--- START EXERCISE INPUT ---

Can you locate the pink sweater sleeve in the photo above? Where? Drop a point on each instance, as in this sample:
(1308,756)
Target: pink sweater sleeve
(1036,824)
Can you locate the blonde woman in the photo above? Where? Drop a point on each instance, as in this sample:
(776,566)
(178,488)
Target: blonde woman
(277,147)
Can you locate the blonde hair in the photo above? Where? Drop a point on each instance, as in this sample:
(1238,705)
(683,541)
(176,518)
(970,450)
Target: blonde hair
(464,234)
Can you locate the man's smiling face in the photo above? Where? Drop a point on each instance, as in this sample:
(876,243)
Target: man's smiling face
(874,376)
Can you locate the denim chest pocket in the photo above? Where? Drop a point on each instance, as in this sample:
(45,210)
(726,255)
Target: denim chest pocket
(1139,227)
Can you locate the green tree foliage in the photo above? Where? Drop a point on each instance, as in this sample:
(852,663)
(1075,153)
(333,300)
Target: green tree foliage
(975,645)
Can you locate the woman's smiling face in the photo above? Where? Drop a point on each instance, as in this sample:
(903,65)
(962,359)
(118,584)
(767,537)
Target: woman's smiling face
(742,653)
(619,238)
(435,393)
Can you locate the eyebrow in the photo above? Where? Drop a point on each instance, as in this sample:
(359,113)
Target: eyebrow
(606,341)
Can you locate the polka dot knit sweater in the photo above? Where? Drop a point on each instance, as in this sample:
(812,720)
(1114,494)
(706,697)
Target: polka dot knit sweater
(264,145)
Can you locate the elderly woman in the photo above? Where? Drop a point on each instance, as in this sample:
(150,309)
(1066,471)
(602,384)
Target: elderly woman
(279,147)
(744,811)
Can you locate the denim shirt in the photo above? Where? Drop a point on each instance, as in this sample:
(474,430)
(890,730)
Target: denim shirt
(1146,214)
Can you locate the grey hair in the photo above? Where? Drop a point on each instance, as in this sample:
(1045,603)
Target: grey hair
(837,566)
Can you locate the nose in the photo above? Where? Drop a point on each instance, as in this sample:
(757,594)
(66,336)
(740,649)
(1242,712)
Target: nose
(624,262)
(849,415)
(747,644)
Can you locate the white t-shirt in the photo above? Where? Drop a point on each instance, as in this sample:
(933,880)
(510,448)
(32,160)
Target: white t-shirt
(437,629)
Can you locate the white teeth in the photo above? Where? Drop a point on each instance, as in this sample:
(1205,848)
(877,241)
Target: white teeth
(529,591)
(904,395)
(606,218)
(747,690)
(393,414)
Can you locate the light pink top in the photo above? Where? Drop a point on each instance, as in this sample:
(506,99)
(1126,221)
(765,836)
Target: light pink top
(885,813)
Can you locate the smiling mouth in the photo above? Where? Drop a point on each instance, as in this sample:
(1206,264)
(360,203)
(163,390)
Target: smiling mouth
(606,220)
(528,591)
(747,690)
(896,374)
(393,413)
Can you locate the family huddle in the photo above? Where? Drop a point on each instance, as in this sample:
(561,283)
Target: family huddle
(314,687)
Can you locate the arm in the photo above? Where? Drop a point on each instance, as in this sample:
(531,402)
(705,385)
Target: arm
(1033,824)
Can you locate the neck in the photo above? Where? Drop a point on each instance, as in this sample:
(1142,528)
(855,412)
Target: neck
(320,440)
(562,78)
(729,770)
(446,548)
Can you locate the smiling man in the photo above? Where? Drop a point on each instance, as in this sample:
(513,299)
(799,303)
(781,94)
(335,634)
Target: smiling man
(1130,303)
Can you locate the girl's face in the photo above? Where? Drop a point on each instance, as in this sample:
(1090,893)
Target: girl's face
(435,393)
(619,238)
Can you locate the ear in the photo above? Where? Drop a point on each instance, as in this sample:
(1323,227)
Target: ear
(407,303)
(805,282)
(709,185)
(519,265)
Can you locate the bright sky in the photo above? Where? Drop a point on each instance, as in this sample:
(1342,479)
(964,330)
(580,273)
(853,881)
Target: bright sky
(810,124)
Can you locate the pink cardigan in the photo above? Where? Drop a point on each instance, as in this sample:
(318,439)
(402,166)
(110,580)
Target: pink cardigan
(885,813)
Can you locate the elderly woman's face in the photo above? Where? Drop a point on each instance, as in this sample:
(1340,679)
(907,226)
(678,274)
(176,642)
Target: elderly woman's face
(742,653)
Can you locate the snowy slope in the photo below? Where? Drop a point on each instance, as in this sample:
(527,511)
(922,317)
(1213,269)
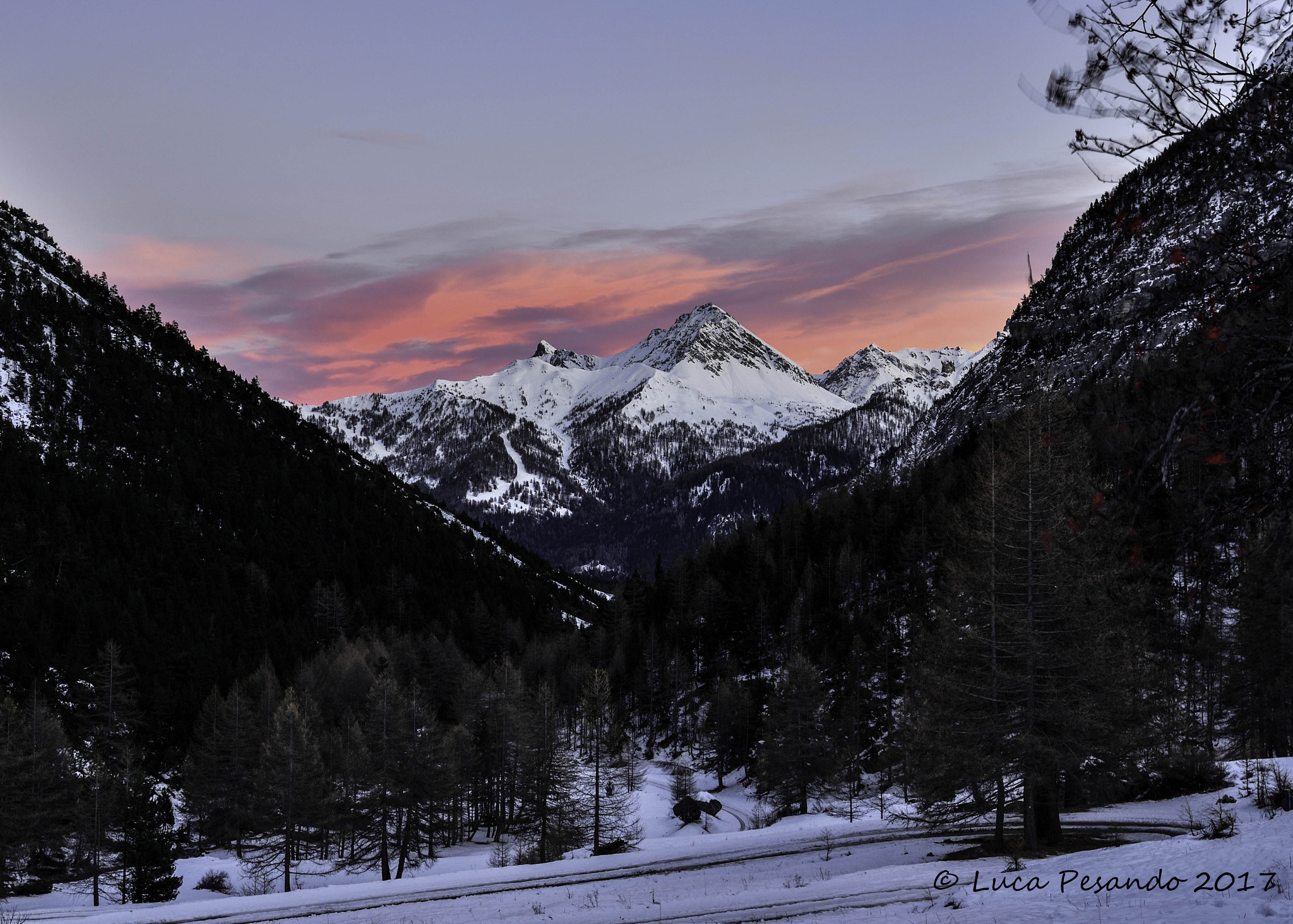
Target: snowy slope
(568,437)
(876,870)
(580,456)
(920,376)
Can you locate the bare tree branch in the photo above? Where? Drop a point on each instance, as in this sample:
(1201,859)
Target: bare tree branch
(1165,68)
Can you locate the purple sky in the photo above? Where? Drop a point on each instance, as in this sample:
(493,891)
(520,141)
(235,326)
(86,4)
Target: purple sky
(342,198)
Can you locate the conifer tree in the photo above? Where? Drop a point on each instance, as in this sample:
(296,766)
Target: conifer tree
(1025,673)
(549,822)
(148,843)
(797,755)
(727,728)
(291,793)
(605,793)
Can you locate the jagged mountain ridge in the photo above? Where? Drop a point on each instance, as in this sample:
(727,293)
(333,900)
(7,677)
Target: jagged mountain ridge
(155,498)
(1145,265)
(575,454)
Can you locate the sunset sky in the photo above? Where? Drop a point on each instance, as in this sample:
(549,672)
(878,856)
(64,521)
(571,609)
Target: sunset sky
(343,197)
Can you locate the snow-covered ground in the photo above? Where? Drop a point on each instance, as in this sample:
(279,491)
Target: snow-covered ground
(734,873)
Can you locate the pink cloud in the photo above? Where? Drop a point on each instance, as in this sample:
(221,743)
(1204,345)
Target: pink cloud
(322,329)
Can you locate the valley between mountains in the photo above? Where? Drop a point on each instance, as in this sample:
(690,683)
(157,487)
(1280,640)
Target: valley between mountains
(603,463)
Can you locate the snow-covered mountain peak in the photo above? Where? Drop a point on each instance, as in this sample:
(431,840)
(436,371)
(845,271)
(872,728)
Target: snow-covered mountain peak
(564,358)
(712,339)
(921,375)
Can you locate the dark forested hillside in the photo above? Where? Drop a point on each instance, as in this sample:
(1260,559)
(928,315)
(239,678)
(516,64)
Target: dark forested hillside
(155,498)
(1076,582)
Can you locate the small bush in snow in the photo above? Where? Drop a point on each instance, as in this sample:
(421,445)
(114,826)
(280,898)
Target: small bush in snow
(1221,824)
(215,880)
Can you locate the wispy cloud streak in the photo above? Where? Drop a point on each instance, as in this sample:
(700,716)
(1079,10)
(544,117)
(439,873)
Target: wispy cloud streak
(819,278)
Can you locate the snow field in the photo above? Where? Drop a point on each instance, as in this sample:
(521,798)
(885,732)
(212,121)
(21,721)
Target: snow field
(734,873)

--- END EXERCISE INPUT ---
--- START EXERCISE INPUT ---

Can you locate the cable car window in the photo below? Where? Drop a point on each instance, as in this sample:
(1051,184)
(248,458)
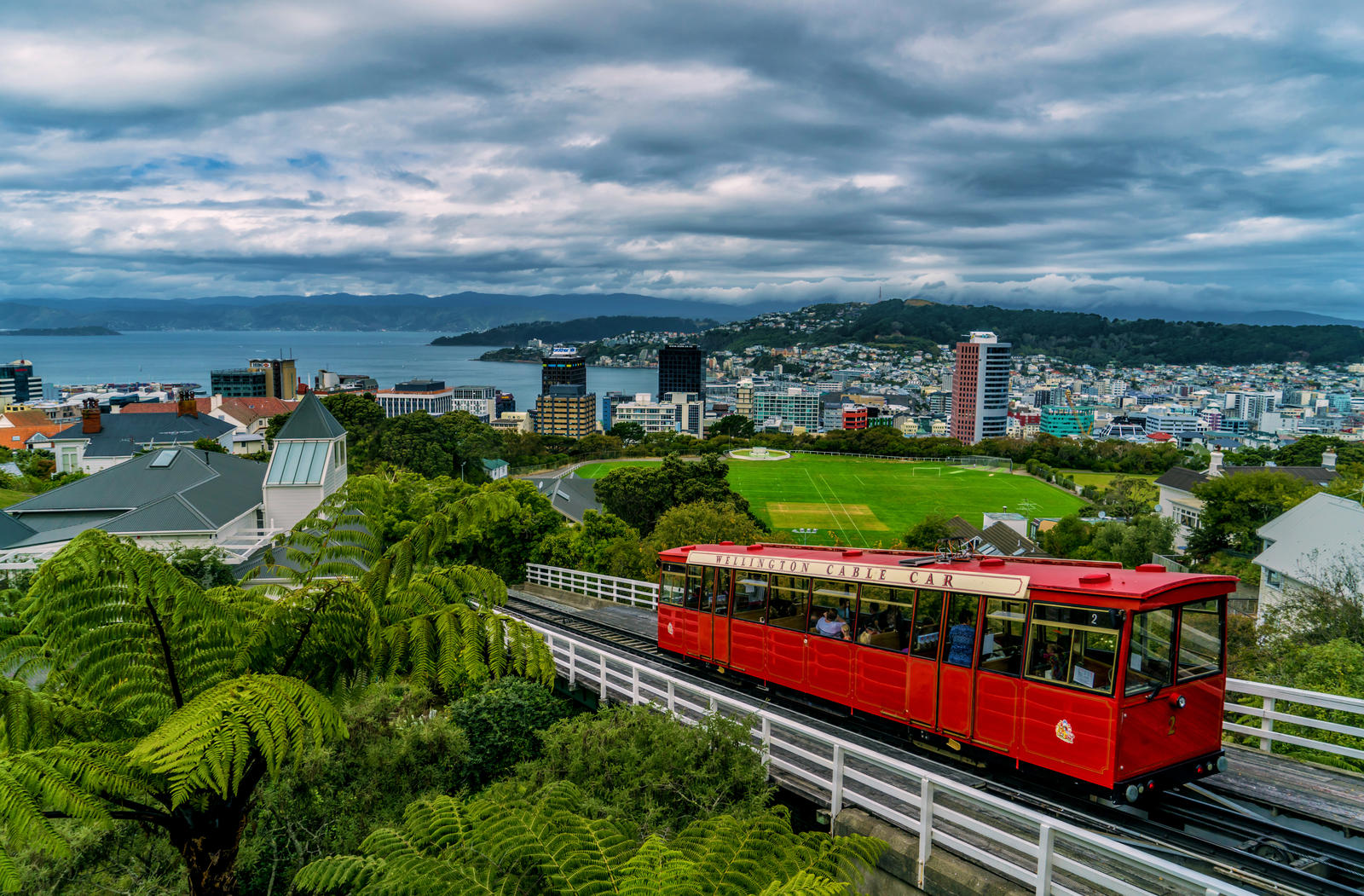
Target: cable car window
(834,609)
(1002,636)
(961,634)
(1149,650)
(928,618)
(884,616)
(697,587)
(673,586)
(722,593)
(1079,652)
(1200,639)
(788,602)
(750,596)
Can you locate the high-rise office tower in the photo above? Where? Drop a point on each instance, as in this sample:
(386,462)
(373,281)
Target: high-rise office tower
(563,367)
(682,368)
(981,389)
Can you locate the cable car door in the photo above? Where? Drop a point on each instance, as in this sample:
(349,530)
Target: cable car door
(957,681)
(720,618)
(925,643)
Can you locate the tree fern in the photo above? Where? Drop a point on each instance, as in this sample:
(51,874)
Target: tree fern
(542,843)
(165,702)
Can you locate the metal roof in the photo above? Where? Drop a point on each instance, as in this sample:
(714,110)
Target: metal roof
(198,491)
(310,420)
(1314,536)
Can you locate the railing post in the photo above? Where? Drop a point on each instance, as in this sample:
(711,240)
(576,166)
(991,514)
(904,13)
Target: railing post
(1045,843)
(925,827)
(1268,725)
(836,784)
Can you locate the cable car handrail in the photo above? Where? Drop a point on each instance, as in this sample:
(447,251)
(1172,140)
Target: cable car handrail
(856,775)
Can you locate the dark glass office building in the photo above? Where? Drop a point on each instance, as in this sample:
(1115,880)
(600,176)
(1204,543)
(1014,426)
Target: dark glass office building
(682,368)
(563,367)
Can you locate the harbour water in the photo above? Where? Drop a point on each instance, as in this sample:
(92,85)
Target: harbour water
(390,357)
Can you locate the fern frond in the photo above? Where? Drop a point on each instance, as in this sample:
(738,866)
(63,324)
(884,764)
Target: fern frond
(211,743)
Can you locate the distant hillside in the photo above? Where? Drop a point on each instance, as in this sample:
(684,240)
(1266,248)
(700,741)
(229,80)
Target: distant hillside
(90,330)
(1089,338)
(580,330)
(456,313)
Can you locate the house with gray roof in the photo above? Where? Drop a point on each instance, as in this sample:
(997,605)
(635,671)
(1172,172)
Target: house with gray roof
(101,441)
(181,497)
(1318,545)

--- END EXERCISE INPUT ---
--- START EXERCISE INPUT ---

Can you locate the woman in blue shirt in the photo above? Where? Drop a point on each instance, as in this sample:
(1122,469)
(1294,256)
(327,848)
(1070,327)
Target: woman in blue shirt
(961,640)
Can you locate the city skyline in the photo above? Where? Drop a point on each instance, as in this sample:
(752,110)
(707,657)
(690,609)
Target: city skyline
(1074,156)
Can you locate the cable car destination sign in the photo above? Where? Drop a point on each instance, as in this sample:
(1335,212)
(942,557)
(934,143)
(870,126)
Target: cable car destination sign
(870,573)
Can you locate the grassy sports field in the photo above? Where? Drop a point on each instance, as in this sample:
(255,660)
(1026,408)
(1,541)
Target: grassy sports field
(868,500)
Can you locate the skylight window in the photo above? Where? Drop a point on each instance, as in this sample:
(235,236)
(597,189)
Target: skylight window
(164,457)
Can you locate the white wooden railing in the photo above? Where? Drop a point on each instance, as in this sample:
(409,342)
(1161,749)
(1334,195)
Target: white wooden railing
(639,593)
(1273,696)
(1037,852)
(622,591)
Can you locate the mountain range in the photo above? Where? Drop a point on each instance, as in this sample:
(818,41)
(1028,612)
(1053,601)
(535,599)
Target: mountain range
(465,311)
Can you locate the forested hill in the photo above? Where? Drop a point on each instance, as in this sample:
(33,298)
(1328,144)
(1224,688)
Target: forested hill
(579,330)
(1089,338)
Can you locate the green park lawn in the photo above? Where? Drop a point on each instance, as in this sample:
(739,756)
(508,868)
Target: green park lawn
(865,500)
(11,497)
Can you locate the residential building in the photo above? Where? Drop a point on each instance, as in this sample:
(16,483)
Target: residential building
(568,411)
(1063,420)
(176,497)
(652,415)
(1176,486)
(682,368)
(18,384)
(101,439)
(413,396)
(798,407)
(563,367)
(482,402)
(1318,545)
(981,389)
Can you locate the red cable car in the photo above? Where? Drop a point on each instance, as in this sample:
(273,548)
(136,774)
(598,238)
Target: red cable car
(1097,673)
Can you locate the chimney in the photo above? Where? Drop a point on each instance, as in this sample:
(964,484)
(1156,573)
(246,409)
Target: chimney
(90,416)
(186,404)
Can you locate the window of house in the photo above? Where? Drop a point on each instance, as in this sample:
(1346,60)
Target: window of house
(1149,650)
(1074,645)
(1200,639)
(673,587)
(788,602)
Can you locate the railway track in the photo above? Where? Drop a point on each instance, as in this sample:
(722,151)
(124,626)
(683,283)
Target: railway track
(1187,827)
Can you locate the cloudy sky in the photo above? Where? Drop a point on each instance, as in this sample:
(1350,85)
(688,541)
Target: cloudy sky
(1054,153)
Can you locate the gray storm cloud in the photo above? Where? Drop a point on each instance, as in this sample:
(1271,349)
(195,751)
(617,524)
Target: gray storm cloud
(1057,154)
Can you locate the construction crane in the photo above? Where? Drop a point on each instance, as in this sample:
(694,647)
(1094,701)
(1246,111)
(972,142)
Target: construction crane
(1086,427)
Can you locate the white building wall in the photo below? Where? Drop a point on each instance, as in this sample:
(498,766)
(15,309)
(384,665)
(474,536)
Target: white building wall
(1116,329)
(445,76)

--- END EXERCISE INPUT ---

> SET TASK
Which lines in the records contain the word "eyebrow"? Copy each of those lines in full.

> WORKED ANSWER
Can you locate the eyebrow in the photo above? Where? Drop a point on each instance, as in this sample:
Target: eyebrow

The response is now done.